**Exercise aim:**
List every line of the listing below that contains the word "beach", copying each one in full.

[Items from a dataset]
::::

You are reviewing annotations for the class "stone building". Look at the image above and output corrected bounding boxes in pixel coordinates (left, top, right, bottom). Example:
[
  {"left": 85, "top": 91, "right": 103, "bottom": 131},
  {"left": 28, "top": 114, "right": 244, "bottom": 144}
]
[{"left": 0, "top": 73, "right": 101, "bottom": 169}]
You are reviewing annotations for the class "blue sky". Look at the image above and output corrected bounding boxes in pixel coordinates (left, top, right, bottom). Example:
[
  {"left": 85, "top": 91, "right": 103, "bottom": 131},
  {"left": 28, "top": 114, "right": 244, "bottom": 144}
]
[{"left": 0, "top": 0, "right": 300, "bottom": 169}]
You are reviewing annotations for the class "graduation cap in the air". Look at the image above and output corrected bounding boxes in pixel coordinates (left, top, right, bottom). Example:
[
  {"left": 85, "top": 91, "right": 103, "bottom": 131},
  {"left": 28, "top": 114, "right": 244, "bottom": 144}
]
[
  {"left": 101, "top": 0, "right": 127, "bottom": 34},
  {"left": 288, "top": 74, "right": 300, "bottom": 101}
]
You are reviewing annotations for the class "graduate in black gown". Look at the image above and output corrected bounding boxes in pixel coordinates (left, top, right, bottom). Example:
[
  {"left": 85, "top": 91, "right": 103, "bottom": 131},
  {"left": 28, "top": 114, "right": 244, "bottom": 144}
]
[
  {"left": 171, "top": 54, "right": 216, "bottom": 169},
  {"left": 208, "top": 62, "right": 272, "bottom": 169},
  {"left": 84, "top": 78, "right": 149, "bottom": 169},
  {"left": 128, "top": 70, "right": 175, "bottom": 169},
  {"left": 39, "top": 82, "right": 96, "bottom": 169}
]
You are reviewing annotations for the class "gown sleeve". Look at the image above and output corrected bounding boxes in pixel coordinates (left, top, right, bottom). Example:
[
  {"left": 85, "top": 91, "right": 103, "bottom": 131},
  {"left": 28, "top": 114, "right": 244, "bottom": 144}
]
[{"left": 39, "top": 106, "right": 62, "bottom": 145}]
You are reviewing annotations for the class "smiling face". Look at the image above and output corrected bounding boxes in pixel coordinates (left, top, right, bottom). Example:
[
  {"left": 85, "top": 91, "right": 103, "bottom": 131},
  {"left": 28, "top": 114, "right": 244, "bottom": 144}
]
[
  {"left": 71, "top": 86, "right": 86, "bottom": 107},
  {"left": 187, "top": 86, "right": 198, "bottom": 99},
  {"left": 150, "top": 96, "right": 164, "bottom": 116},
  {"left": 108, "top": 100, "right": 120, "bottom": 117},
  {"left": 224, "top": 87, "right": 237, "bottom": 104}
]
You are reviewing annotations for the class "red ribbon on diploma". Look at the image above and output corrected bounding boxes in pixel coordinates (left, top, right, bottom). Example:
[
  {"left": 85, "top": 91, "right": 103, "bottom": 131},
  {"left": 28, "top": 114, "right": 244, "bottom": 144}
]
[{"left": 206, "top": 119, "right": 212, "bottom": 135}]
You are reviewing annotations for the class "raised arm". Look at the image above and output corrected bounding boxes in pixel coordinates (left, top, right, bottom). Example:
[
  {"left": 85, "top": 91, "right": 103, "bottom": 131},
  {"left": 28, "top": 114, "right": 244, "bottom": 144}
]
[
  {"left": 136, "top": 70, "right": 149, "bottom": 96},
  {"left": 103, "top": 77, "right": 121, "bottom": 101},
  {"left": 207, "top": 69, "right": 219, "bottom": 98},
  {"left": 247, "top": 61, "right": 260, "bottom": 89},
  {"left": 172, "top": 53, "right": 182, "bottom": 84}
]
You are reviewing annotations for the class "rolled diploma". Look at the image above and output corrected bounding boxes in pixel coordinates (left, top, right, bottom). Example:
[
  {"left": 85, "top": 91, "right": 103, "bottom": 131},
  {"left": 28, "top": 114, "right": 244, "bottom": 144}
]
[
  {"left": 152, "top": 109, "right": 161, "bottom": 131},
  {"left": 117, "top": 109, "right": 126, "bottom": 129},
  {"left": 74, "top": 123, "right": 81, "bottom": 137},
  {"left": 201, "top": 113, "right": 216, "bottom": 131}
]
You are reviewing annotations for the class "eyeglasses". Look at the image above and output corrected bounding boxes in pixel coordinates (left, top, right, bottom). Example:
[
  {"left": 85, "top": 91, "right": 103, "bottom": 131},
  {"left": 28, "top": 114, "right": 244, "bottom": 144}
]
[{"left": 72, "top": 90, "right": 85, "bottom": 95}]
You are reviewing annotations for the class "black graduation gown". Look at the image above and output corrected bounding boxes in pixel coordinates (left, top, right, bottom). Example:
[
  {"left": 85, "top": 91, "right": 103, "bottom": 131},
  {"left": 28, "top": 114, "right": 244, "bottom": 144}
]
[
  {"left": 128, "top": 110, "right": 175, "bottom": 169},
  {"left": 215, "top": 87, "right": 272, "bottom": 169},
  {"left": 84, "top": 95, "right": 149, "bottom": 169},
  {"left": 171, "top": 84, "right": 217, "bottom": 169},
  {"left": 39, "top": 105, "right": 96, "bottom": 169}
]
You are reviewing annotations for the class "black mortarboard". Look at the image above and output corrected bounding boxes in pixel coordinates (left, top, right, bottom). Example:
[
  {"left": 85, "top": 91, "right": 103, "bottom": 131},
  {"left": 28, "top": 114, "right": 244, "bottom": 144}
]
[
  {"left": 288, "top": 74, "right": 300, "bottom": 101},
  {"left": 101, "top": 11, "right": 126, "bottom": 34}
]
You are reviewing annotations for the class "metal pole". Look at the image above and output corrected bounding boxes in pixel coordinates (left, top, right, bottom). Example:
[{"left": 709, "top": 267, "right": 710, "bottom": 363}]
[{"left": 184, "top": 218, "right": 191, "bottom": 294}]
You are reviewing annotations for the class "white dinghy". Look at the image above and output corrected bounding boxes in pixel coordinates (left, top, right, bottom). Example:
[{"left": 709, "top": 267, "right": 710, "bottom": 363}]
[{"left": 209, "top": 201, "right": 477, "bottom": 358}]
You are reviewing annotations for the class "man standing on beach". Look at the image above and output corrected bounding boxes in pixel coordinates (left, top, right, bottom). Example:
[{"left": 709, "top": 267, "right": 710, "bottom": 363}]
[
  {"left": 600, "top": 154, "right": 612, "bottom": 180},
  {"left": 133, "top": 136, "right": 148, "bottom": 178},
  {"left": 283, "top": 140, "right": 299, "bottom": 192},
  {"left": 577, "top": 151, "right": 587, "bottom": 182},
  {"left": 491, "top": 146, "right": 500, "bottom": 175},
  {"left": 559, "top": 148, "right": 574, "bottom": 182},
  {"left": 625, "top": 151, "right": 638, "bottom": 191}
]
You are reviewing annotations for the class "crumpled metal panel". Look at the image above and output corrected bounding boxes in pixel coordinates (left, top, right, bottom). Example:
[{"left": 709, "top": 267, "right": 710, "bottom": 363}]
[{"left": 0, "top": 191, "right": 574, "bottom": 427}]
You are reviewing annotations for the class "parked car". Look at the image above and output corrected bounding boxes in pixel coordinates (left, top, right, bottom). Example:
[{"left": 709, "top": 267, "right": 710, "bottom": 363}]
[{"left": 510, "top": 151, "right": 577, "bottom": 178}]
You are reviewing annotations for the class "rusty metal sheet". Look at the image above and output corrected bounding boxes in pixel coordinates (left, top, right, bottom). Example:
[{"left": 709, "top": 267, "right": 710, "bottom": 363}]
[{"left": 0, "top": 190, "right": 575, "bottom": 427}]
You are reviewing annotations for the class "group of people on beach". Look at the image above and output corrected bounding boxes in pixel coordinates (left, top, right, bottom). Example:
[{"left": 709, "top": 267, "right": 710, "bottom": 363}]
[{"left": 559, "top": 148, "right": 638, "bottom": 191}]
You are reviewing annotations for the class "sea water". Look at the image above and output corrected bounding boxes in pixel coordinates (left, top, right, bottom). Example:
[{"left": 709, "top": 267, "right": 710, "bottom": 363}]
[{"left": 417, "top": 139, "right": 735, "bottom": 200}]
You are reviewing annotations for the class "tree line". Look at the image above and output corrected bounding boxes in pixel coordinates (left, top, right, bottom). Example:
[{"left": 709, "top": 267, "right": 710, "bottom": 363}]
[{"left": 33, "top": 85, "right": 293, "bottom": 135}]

::::

**Task output:**
You are reviewing annotations for the class "man standing on beach". Look at the image above and output corrected bounding boxes in pixel coordinates (left, top, right, bottom). Example:
You are reviewing annotations for the class "group of people on beach". Look at the image above and output corrected bounding boxes in pixel coordinates (left, top, right, bottom). Example:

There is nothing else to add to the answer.